### SET PROBLEM A
According to the film article, in what sense does Nandagopal lead a double life?

• • • •

- Theatrical release poster
- Directed by: Joshiy
- Written by: S. N. Swamy
- Produced by: Ruby Vijayan; S. L. Vimal Kumar;
- Starring: Mohanlal; Kavya Madhavan; Meera Nandan; Manoj K. Jayan; Thambi Ramaiah; Sai Kumar;
- Cinematography: Pradeep Nair
- Edited by: Shyam Sasidharan
- Music by: Ratheesh Vegha
- Production companies: Happy & Ruby Cinemas
- Distributed by: Maxlab Cinemas and Entertainments
- Release date: 31 January 2013;
- Running time: 140 minutes
- Country: India
- Language: Malayalam

= Lokpal (film) =

Lokpal is a 2013 Indian Malayalam-language vigilante thriller film written by S. N. Swamy and directed by Joshiy. The film stars Mohanlal as chef Nandagopal who leads a double life with an alter ego named Lokpal, a vigilante fighting against corruption. Kavya Madhavan, Meera Nandan, Manoj K. Jayan, Thambi Ramaiah and Sai Kumar play supporting roles. The soundtrack was composed by Ratheesh Vegha. The film was released on 31 January 2013.

==Plot==

Nandagopal, while publicly known as the chef of the popular Nandu's Food Court, is also 'Lokpal' (Peoples' Protector), who fights corruption. The film does a flashback to Nandagopal's backstory which involves "attempted murder, a juvenile home and unrequited love"

==Production==
The film is produced by S. L. Vimal Kumar, Balan Vijayan, and M. Vijayakumar, under the banner of Happy & Ruby Cinemas. The film was launched on 10 September 2012 with a pooja ceremony organised at the Holiday Inn Hotel in Kochi, India. The movie was filmed in Kochi.

==Release==
The film was released on 31 January 2013 in 80 screens across Kerala. The distribution rights for Lokpal were bought by Maxlab Cinemas and Entertainments. Lokpal's premiere was held on 22 January 2013 in Kalabhavan theatre, Trivandrum, Kerala.

• • • •

### SET PROBLEM B
In the rows below, take the part that opens with the line containing "Target: horse-drawn carriage" and closes with the line containing "180L288 176L279 176L275". Rewrite it with "horse-drawn carriage" changed to "horse cart" and everything else left as it is, and omit the picture.

• • • •

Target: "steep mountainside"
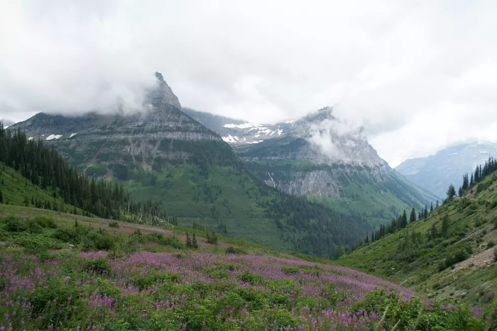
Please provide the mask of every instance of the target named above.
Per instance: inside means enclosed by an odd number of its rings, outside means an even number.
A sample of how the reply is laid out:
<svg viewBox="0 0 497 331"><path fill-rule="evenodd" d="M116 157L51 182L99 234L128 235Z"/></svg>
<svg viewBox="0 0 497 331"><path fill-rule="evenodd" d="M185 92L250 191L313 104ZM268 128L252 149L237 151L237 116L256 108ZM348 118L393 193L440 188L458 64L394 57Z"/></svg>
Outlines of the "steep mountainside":
<svg viewBox="0 0 497 331"><path fill-rule="evenodd" d="M234 146L255 144L285 135L295 126L289 121L276 124L250 123L240 120L215 115L209 113L185 108L192 118L221 136L221 138Z"/></svg>
<svg viewBox="0 0 497 331"><path fill-rule="evenodd" d="M475 170L490 156L497 156L497 142L474 142L444 149L434 155L406 160L395 169L438 197L445 195L451 183Z"/></svg>
<svg viewBox="0 0 497 331"><path fill-rule="evenodd" d="M390 168L362 129L344 127L331 108L291 125L280 137L235 148L268 185L362 215L375 226L436 200Z"/></svg>
<svg viewBox="0 0 497 331"><path fill-rule="evenodd" d="M493 172L462 198L448 200L426 218L364 245L338 262L430 296L485 305L497 295L496 215Z"/></svg>
<svg viewBox="0 0 497 331"><path fill-rule="evenodd" d="M248 171L221 137L185 114L162 75L134 114L41 113L12 126L79 169L160 202L180 224L280 248L333 256L371 229L358 213L286 194Z"/></svg>

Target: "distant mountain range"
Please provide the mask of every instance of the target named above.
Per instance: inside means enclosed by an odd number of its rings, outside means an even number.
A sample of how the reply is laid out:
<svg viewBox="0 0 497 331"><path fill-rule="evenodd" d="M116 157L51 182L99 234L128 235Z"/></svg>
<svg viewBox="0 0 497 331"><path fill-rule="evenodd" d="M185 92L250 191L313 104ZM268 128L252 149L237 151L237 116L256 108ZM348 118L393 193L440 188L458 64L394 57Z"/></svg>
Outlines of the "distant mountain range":
<svg viewBox="0 0 497 331"><path fill-rule="evenodd" d="M474 171L489 157L497 157L497 142L475 142L448 147L434 155L410 159L395 169L409 180L433 192L441 199L453 184L456 189L463 183L463 175Z"/></svg>
<svg viewBox="0 0 497 331"><path fill-rule="evenodd" d="M343 127L330 107L287 123L248 124L183 108L162 75L156 78L134 114L42 113L12 128L86 174L160 202L181 225L322 256L435 199L390 168L362 129Z"/></svg>
<svg viewBox="0 0 497 331"><path fill-rule="evenodd" d="M372 225L436 200L390 168L363 128L346 127L330 107L272 125L185 112L221 135L268 185L359 213Z"/></svg>

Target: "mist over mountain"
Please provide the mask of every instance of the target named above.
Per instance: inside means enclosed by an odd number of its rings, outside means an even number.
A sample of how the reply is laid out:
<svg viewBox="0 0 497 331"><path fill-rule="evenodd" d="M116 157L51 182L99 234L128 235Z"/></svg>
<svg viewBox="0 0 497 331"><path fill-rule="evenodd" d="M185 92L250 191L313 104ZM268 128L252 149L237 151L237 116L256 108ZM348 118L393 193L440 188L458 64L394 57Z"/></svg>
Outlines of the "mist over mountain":
<svg viewBox="0 0 497 331"><path fill-rule="evenodd" d="M390 168L364 129L336 118L331 107L274 124L185 112L222 136L268 185L359 213L371 224L436 200Z"/></svg>
<svg viewBox="0 0 497 331"><path fill-rule="evenodd" d="M450 184L458 187L463 175L471 174L477 165L496 156L497 142L474 142L445 148L427 157L406 160L395 169L442 198Z"/></svg>

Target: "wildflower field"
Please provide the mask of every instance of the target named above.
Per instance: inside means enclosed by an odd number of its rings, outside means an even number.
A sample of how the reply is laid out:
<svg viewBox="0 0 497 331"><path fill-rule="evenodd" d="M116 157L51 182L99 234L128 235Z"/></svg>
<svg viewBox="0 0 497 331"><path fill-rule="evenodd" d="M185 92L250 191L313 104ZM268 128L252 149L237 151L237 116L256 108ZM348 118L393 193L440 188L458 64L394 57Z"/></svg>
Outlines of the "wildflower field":
<svg viewBox="0 0 497 331"><path fill-rule="evenodd" d="M169 230L2 208L0 330L497 325L495 303L470 308L429 300L342 267L260 247L209 244L198 232L195 248Z"/></svg>

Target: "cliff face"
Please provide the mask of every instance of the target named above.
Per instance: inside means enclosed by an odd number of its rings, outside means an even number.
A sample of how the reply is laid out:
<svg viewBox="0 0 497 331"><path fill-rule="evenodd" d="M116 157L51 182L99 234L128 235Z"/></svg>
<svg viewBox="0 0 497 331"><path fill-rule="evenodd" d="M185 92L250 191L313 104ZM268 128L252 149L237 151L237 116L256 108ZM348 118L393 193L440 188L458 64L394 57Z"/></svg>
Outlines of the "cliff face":
<svg viewBox="0 0 497 331"><path fill-rule="evenodd" d="M51 145L89 176L120 181L133 199L161 204L184 226L328 256L372 230L361 215L265 185L209 128L215 127L185 114L162 75L156 77L134 114L41 113L13 129Z"/></svg>
<svg viewBox="0 0 497 331"><path fill-rule="evenodd" d="M184 159L188 151L167 145L175 141L222 141L184 113L162 76L156 72L156 88L146 92L143 108L134 113L68 117L42 113L12 127L24 131L29 139L54 145L69 161L85 167L95 162L130 163L129 156L134 162L134 157L140 156L145 165L156 157Z"/></svg>
<svg viewBox="0 0 497 331"><path fill-rule="evenodd" d="M446 197L450 184L457 189L463 175L471 176L477 165L496 156L497 142L475 141L445 148L426 157L406 160L395 169L441 199Z"/></svg>

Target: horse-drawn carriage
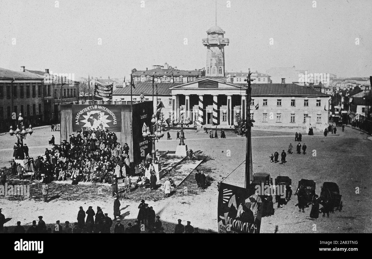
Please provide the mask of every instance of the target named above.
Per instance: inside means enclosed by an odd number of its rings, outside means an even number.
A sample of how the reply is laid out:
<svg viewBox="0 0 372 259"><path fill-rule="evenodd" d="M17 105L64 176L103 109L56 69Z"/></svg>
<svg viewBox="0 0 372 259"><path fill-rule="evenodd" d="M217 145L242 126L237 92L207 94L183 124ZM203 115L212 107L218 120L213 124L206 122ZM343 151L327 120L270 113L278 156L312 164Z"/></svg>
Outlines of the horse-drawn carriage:
<svg viewBox="0 0 372 259"><path fill-rule="evenodd" d="M315 195L315 182L314 180L301 179L298 181L298 187L297 187L297 190L296 191L296 193L295 193L295 195L297 194L301 187L304 189L305 192L306 193L305 195L305 200L307 205L308 205L312 202L312 198Z"/></svg>
<svg viewBox="0 0 372 259"><path fill-rule="evenodd" d="M292 180L288 176L279 176L275 178L275 186L280 188L280 185L285 186L285 199L288 202L292 194Z"/></svg>
<svg viewBox="0 0 372 259"><path fill-rule="evenodd" d="M341 211L342 209L342 195L340 194L339 186L336 183L326 181L323 184L320 192L320 199L322 205L329 204L332 211L336 208Z"/></svg>

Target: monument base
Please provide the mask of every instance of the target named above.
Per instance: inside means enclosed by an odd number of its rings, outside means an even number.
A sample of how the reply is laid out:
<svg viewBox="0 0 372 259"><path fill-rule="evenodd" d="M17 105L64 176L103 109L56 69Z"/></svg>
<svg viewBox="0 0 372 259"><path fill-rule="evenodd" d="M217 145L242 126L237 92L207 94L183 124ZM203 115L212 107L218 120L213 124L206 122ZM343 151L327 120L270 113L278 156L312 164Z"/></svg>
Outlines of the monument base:
<svg viewBox="0 0 372 259"><path fill-rule="evenodd" d="M176 149L176 155L186 157L187 150L187 145L177 145L177 148Z"/></svg>

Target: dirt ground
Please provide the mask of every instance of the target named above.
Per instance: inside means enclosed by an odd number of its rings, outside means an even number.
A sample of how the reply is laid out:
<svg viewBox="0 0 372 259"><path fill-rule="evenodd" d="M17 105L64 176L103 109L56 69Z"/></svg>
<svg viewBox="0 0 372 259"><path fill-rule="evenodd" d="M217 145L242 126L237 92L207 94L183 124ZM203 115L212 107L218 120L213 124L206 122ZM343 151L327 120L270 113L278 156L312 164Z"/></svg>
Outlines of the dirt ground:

• • • •

### EXERCISE ANSWER A
In public he is known as the chef of the popular Nandu's Food Court. He is also secretly Lokpal (Peoples' Protector), an alter ego under which he acts as a vigilante fighting corruption.

### EXERCISE ANSWER B
Target: horse cart
Please provide the mask of every instance of the target named above.
Per instance: inside means enclosed by an odd number of its rings, outside means an even number.
A sample of how the reply is laid out:
<svg viewBox="0 0 372 259"><path fill-rule="evenodd" d="M17 105L64 176L103 109L56 69Z"/></svg>
<svg viewBox="0 0 372 259"><path fill-rule="evenodd" d="M217 145L242 126L237 92L207 94L183 124ZM203 115L212 107L218 120L213 124L206 122ZM343 151L327 120L270 113L278 156L312 164Z"/></svg>
Outlines of the horse cart:
<svg viewBox="0 0 372 259"><path fill-rule="evenodd" d="M315 195L315 182L314 180L301 179L298 181L298 187L297 187L297 190L296 191L296 193L295 193L295 195L297 194L301 187L304 189L305 192L306 193L305 195L305 200L307 205L308 205L312 202L312 198Z"/></svg>
<svg viewBox="0 0 372 259"><path fill-rule="evenodd" d="M292 180L288 176L279 176L275 178L275 186L280 188L280 185L285 186L285 199L288 202L292 194Z"/></svg>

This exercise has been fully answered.